§ **Directions for this task**:
Print, exactly as given, each line of the data from the line containing "TARGET = owl beak" up to and including its last line.

§ **Given entries**:
[start]

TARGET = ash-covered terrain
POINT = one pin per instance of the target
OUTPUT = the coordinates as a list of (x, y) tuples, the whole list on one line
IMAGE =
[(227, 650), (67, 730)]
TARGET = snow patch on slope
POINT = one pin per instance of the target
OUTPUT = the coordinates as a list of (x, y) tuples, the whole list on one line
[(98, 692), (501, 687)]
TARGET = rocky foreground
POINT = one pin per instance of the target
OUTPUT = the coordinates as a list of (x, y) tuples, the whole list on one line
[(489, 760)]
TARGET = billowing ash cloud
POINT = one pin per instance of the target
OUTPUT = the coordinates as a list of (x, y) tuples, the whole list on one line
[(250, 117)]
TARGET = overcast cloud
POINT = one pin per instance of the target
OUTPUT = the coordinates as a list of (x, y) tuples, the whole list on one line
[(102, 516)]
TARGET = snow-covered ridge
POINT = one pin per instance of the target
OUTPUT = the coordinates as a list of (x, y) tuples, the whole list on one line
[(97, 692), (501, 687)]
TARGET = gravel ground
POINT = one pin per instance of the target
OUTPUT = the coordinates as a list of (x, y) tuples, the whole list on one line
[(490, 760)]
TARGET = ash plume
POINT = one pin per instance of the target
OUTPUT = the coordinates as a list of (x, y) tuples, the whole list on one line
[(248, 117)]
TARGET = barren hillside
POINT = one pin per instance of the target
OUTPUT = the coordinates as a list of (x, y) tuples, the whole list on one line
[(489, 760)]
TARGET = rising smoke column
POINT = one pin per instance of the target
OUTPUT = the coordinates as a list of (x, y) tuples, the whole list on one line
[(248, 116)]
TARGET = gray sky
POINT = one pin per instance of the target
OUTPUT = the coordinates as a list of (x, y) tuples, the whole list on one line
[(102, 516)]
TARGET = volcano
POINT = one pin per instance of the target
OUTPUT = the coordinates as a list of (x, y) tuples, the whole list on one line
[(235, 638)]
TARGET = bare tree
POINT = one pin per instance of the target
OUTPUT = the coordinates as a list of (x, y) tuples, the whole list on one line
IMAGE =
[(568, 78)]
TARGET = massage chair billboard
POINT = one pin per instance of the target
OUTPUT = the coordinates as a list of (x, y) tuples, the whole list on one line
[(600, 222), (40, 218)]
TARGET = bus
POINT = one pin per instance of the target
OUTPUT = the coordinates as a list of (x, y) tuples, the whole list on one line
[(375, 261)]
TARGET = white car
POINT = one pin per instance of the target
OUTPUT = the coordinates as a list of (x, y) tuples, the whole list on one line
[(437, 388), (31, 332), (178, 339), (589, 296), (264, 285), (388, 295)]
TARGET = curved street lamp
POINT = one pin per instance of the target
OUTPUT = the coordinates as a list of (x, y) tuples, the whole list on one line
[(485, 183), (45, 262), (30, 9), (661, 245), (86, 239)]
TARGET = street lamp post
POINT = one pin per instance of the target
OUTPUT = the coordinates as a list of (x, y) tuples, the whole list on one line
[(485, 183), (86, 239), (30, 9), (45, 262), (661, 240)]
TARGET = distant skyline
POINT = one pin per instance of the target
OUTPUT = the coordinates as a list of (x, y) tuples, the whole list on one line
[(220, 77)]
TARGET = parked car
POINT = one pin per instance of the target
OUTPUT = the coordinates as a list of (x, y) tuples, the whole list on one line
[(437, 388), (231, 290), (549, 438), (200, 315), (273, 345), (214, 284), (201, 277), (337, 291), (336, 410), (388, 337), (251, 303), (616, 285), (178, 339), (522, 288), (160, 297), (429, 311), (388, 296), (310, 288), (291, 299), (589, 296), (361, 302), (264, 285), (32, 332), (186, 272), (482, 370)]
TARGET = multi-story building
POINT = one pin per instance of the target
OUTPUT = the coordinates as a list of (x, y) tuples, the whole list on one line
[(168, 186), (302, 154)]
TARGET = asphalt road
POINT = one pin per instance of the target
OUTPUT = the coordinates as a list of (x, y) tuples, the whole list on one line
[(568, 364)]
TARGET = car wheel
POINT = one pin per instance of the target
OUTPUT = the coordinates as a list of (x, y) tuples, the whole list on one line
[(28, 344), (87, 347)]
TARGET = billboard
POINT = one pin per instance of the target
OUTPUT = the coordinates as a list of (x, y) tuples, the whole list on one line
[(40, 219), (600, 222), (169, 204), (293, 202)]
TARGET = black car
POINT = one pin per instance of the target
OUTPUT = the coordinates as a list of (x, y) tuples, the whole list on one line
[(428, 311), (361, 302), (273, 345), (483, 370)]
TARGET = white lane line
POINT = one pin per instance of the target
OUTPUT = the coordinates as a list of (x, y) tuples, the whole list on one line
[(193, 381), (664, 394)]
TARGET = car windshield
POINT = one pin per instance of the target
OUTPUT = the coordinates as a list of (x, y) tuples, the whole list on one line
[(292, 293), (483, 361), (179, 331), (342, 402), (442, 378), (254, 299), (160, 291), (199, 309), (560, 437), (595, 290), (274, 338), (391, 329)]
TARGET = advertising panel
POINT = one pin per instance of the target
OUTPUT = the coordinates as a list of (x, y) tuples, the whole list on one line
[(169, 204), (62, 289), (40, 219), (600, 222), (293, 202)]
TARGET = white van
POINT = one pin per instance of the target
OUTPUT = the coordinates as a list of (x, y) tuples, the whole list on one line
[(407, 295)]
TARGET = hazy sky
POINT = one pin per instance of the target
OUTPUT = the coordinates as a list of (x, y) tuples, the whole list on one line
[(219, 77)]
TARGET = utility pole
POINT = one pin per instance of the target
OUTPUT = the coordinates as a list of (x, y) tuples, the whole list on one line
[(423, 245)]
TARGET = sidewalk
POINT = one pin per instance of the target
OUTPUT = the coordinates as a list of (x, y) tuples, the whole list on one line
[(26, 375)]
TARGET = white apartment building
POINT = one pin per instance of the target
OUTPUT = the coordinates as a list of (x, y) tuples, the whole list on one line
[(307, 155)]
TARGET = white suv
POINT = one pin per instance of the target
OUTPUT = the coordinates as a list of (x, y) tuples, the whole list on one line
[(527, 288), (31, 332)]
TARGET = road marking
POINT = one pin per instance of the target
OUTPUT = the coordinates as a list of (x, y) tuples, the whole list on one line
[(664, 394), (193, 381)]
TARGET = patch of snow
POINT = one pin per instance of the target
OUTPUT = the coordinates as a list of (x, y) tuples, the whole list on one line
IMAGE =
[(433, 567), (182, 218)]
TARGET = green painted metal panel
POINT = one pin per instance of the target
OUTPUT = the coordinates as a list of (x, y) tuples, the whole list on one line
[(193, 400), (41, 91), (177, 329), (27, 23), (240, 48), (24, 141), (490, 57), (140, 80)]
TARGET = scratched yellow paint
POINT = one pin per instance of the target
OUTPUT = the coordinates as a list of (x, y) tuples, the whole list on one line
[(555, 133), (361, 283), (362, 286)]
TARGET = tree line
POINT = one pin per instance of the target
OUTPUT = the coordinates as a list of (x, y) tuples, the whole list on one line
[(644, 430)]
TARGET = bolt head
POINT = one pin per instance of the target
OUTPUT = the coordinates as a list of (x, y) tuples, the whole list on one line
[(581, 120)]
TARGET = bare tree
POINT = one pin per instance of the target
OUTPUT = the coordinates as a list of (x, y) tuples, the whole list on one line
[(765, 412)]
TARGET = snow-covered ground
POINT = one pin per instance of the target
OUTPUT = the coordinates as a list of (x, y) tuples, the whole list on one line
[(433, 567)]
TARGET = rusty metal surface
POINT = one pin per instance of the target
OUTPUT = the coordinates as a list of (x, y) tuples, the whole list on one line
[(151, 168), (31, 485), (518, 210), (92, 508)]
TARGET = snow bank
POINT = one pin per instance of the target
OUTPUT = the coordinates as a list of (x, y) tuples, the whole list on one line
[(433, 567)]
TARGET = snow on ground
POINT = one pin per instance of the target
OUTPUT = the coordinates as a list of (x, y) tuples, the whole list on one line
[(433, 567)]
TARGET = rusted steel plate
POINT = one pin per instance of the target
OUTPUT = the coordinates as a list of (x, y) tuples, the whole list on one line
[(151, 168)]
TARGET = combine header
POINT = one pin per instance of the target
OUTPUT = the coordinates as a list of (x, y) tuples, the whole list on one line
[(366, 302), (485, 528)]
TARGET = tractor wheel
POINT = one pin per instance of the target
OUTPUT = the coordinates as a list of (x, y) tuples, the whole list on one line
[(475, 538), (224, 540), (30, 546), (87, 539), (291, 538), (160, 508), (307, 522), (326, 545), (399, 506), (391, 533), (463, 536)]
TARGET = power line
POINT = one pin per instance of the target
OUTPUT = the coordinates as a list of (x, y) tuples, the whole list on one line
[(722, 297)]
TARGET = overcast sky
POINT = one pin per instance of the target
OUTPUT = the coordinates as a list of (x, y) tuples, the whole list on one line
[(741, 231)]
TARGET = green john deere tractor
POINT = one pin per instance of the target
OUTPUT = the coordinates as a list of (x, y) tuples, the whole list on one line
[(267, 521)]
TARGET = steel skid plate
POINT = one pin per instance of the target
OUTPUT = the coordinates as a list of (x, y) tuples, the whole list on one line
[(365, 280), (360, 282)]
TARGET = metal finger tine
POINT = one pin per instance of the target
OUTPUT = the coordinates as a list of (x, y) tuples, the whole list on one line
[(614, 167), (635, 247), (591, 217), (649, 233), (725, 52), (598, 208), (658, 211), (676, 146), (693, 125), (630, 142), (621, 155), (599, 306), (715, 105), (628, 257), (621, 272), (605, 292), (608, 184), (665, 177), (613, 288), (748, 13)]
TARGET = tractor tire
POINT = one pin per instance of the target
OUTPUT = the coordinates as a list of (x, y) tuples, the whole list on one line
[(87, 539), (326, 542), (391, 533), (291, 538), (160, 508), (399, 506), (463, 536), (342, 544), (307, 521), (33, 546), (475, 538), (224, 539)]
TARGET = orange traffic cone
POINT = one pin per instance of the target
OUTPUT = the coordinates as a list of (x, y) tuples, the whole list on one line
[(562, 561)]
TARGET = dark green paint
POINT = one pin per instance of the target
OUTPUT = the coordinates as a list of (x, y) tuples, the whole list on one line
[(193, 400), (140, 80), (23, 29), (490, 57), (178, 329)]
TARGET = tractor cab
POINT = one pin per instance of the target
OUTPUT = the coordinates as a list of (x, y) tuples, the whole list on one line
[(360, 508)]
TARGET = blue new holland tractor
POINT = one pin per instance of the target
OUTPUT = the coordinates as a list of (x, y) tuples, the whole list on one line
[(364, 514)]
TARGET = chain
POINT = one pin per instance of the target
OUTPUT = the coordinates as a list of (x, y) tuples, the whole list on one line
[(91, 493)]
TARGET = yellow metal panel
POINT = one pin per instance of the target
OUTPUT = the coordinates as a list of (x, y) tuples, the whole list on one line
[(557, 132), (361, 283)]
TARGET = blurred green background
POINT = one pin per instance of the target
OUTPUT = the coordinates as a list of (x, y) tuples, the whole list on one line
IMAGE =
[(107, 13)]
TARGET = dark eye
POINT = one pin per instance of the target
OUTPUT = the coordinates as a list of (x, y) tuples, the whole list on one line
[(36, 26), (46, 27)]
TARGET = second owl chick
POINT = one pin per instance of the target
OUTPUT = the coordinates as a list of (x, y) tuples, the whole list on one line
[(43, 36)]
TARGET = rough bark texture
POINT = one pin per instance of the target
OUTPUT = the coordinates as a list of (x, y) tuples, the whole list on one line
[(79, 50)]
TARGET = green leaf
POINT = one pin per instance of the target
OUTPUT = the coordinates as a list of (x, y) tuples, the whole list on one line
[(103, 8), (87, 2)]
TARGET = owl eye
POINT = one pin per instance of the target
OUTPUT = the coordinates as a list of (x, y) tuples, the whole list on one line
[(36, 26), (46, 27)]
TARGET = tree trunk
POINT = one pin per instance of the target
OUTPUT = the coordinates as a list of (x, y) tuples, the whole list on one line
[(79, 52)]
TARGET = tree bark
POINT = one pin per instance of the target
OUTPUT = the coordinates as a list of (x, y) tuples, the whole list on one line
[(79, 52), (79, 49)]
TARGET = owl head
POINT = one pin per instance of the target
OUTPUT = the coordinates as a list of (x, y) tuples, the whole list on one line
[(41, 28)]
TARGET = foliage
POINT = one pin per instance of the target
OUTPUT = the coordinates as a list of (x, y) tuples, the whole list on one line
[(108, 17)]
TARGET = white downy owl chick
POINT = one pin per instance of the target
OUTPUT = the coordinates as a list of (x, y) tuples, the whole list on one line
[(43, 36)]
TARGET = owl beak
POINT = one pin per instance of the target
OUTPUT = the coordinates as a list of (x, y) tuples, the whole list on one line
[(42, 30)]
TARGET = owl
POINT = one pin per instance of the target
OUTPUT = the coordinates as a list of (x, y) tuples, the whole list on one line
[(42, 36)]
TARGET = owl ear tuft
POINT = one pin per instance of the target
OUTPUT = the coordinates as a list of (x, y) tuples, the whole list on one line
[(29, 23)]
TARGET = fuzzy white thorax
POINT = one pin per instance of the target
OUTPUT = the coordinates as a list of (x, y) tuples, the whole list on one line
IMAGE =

[end]

§ **Solution for this task**:
TARGET = owl beak
POINT = one pin per instance of the target
OUTPUT = the coordinates as a list of (x, y) tuples, the whole list on one line
[(42, 30)]
TARGET = owl
POINT = one pin per instance of the target
OUTPUT = the coordinates as a list of (x, y) tuples, the whole list on one line
[(42, 36)]
TARGET = owl ear tuft
POINT = one pin per instance of the target
OUTPUT = the coordinates as a list of (x, y) tuples, the whole list on one line
[(29, 23)]
TARGET = fuzzy white thorax
POINT = one pin per instance of the target
OUTPUT = the coordinates as a list of (x, y) tuples, the whole list on one line
IMAGE =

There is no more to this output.